Excerpted data:

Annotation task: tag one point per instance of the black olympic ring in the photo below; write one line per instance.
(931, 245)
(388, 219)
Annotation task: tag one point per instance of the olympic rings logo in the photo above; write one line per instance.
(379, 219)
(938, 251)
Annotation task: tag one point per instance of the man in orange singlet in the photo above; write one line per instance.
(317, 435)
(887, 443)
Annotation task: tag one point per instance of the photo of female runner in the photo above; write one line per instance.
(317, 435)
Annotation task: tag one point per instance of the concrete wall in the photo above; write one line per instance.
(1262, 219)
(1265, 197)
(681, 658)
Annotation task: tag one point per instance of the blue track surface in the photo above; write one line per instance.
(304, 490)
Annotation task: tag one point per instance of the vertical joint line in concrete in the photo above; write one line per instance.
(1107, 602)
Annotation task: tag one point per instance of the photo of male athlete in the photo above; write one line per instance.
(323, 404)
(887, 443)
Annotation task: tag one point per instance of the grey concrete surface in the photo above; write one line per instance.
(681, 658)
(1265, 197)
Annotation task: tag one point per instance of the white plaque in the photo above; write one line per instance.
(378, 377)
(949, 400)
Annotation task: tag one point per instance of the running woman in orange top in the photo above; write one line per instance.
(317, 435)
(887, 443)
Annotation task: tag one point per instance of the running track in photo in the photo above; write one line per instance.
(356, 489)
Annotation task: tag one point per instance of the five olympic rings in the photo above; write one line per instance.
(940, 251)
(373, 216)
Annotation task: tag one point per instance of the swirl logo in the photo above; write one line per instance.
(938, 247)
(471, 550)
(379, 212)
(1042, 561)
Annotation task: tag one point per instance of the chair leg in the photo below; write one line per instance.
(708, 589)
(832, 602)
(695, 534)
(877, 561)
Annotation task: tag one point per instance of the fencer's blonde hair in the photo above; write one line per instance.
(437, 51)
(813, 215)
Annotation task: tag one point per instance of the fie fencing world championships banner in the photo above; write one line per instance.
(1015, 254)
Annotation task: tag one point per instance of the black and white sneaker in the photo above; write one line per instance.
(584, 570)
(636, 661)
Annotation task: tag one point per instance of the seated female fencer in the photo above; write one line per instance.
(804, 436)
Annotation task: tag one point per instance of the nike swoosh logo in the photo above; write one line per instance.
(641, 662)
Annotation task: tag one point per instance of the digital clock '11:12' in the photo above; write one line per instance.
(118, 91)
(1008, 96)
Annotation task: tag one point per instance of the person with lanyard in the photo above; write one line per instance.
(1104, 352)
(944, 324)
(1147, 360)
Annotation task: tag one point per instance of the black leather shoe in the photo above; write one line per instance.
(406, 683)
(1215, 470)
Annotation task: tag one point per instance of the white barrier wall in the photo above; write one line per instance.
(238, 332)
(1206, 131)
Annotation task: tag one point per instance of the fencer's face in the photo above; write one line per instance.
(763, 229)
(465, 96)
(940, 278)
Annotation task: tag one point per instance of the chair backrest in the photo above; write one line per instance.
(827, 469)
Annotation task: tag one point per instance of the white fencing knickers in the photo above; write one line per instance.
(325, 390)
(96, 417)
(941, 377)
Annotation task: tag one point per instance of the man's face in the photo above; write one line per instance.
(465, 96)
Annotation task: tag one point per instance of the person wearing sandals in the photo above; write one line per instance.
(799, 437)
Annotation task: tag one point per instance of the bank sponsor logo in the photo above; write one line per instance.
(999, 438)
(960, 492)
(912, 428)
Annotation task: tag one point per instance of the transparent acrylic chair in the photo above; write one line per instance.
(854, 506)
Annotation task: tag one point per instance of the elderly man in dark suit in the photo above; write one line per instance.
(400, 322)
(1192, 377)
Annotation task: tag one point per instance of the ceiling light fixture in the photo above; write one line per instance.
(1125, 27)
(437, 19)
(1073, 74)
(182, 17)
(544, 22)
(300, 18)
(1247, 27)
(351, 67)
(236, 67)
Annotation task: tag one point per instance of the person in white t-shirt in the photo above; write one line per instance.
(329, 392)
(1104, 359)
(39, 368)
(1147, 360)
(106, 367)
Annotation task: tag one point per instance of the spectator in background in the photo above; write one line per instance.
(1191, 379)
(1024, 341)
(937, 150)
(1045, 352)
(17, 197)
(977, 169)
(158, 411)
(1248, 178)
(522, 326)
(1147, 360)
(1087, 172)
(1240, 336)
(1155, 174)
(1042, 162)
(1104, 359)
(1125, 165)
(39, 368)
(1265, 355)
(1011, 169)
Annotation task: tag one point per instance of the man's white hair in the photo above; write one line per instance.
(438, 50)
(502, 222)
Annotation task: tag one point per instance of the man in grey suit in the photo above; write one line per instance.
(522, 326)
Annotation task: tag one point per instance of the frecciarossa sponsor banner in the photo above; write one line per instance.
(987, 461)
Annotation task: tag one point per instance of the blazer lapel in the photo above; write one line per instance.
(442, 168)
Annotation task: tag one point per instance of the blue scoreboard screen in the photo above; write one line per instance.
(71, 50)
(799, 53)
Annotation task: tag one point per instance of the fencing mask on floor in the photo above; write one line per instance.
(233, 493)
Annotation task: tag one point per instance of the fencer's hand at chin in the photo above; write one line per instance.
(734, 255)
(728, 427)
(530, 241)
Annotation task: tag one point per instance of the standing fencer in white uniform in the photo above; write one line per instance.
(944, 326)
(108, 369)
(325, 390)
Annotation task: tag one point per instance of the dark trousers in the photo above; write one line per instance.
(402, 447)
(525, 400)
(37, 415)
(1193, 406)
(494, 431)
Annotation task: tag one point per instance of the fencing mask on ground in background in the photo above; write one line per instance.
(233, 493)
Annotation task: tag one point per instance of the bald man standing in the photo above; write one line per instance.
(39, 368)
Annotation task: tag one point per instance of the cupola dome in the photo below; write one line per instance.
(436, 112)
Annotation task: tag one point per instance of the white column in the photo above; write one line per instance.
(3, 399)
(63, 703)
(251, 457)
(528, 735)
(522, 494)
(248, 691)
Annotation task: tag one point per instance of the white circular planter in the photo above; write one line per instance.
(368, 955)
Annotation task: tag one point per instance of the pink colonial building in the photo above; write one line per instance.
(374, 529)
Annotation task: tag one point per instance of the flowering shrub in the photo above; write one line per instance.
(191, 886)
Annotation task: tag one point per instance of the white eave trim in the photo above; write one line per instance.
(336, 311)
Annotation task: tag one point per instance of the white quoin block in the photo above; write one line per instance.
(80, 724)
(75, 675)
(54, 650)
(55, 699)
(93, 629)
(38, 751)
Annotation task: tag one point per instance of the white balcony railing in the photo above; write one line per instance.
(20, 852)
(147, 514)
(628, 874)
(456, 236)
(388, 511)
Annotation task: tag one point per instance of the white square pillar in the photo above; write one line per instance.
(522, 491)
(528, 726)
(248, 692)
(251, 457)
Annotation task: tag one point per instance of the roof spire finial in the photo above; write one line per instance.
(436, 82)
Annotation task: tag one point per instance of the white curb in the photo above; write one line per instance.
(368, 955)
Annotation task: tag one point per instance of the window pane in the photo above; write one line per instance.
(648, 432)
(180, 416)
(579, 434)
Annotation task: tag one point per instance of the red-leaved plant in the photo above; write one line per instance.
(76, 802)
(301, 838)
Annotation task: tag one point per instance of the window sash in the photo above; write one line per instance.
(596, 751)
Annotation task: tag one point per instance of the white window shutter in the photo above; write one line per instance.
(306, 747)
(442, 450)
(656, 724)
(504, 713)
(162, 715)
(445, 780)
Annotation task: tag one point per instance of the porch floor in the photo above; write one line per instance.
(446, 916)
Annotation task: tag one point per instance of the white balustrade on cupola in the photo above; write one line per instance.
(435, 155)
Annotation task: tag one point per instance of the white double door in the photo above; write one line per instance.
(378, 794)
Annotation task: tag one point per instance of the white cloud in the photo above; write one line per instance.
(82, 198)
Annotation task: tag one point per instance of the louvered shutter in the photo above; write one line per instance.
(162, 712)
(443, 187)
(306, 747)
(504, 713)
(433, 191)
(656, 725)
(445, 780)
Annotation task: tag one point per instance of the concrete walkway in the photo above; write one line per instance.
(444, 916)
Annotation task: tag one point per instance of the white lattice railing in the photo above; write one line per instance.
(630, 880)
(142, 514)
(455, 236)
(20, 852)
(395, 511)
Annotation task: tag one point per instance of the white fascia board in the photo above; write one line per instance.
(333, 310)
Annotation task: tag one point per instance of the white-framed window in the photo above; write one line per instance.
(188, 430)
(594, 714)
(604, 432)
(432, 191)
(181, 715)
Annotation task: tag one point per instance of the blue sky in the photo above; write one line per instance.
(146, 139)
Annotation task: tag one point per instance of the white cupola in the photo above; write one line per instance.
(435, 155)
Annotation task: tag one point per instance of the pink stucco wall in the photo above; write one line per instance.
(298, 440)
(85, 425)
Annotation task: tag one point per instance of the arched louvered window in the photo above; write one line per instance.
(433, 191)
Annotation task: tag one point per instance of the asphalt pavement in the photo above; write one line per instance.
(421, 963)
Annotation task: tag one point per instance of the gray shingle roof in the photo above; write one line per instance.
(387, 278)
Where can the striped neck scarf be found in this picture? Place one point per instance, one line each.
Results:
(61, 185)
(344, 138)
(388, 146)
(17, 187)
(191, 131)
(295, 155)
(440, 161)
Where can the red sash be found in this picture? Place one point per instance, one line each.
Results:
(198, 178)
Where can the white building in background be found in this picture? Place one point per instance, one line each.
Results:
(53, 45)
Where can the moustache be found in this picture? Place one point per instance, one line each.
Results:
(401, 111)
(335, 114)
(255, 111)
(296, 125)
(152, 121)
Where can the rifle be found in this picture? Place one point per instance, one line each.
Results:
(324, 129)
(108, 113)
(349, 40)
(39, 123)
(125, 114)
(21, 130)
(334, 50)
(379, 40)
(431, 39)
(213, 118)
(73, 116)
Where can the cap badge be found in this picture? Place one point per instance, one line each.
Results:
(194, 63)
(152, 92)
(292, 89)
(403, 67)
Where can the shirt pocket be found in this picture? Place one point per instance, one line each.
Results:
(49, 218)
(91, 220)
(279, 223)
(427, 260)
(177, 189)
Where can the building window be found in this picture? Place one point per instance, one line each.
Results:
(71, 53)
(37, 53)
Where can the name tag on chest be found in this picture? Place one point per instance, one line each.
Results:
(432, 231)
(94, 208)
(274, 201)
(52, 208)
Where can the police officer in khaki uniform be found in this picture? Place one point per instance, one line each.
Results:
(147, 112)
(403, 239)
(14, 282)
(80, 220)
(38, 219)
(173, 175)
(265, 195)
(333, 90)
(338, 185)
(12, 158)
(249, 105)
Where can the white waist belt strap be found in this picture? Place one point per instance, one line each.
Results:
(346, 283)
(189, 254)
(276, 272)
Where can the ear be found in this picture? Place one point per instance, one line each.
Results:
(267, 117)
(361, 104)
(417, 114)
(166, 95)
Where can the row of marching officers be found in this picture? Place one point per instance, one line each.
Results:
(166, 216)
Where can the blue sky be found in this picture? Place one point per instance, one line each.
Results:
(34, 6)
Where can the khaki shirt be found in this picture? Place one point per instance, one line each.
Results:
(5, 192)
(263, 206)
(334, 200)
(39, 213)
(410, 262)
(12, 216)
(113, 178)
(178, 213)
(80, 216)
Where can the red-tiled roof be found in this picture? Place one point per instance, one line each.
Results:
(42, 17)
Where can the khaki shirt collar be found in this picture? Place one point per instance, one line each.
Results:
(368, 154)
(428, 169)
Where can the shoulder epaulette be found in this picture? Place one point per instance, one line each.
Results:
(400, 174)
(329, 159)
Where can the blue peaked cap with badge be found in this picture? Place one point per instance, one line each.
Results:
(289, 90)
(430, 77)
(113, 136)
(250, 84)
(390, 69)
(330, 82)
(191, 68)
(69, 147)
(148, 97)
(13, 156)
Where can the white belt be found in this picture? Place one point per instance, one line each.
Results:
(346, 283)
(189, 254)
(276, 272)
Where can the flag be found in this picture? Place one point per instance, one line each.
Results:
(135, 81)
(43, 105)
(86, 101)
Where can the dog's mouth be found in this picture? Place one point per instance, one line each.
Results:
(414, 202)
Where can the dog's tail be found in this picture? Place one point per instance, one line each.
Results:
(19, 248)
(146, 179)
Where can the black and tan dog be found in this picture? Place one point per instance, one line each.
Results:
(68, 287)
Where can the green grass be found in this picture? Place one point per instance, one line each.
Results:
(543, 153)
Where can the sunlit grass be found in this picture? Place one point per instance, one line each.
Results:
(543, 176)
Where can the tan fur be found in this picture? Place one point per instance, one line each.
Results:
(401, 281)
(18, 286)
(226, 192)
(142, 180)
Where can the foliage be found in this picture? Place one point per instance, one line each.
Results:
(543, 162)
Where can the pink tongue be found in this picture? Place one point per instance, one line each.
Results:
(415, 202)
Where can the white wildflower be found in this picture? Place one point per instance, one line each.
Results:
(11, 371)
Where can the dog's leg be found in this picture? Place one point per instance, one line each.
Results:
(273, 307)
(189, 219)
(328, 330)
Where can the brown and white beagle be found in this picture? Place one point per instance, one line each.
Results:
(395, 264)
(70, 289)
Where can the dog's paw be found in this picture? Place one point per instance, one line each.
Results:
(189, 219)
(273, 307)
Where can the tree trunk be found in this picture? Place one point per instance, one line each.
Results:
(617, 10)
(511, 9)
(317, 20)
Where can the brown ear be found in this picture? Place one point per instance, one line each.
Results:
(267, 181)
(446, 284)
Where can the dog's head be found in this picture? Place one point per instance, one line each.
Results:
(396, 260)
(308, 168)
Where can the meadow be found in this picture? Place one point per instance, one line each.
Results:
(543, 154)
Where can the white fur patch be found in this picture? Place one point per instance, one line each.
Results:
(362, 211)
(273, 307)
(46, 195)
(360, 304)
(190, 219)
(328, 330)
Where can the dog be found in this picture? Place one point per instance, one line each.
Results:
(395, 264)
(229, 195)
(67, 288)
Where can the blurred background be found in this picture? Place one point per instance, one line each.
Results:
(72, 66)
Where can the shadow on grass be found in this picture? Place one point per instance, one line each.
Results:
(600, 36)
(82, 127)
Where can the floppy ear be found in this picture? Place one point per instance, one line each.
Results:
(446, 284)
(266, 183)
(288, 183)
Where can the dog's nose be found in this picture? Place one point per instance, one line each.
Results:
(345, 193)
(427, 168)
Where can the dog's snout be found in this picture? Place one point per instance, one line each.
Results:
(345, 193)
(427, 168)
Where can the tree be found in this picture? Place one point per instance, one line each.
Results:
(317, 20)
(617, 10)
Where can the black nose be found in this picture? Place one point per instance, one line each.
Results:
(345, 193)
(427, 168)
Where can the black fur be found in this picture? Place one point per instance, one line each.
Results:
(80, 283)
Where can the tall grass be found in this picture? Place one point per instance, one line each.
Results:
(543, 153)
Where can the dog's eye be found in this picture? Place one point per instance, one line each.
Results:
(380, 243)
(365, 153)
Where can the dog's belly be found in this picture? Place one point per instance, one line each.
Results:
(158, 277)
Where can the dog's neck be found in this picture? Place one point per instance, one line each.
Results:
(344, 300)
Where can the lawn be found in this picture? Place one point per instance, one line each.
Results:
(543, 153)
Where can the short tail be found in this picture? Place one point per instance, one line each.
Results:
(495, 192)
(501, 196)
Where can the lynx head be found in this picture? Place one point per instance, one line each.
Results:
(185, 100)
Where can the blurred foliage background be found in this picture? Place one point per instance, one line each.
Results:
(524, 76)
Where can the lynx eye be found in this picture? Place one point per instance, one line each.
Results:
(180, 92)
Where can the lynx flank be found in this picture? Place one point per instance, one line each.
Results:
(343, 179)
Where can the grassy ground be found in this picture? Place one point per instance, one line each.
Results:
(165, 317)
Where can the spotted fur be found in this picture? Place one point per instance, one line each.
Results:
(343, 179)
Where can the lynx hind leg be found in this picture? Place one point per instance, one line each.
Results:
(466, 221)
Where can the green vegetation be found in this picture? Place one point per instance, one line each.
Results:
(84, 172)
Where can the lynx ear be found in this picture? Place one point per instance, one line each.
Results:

Task details:
Each line that includes the string "nose" should be copied from the data.

Finished task:
Where can the dog's nose be found in this picture? Place one point per instance, one line each.
Where can the black nose be found in this picture? Place one point per instance, one line each.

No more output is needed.